▶ _Data entries_
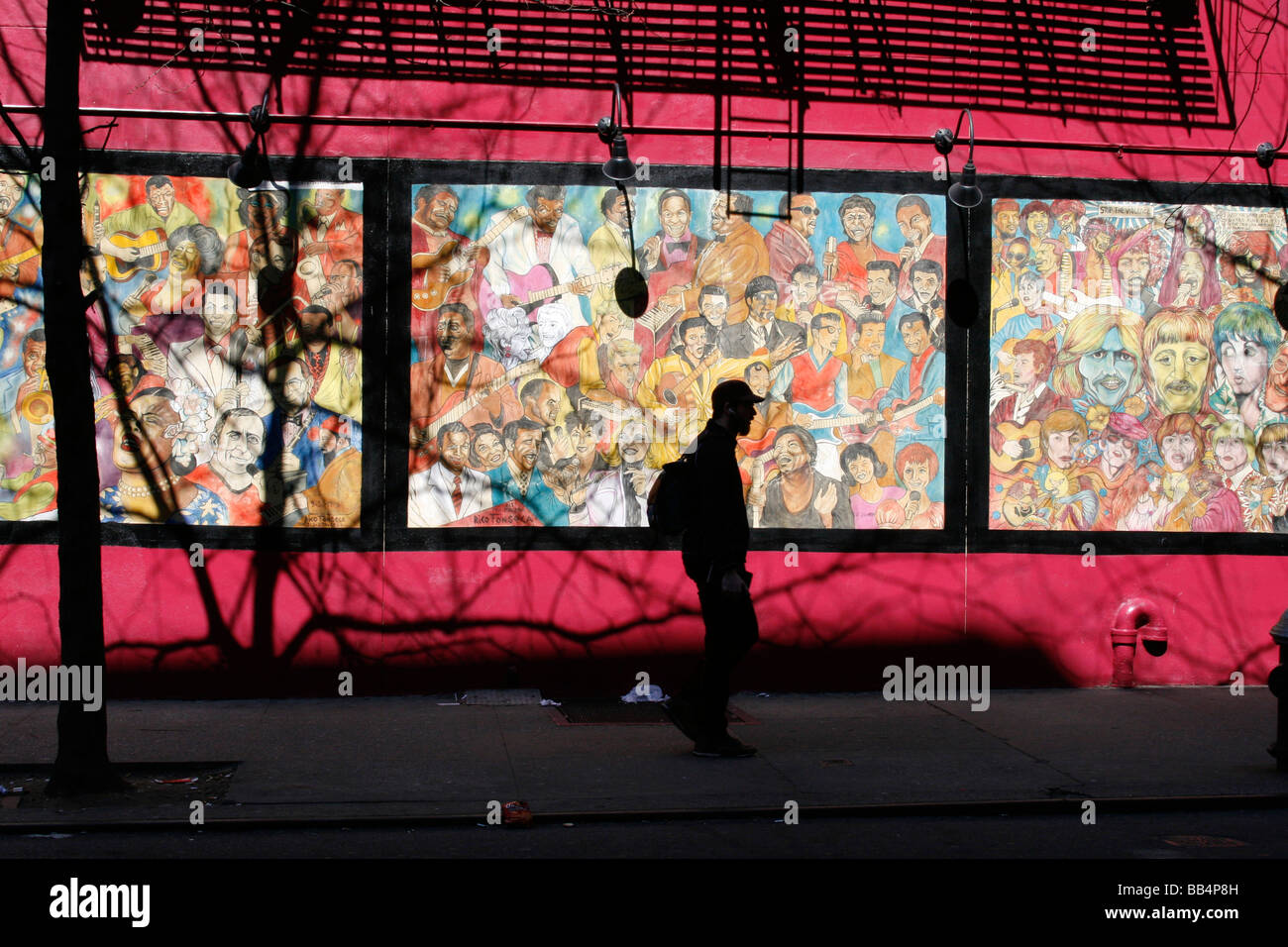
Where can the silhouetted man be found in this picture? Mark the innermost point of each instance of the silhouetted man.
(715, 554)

* * *

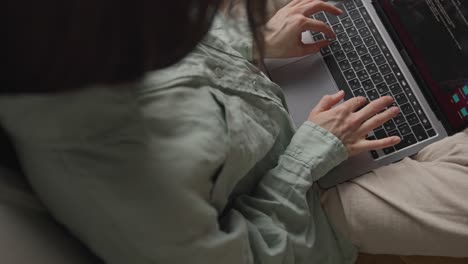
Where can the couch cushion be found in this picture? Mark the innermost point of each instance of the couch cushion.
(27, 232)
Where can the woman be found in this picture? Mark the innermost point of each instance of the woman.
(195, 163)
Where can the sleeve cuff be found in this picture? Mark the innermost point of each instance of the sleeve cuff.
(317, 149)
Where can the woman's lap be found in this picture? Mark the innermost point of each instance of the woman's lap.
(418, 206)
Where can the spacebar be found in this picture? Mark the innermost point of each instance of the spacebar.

▶ _Short task_
Arrange the lines as a JSON list of strings, one string per line, starting with the line that contains "Where can the woman's" and going on through the line that contains "Where can the spacebar". Leave out any blank lines.

▶ _Reply_
[
  "Where can the woman's lap be found in this picture? Mark the innermost point of each instance of the woman's lap.",
  "(418, 206)",
  "Where can the spacebar be found in this picture? Mark the innermost point of each instance of the spacebar."
]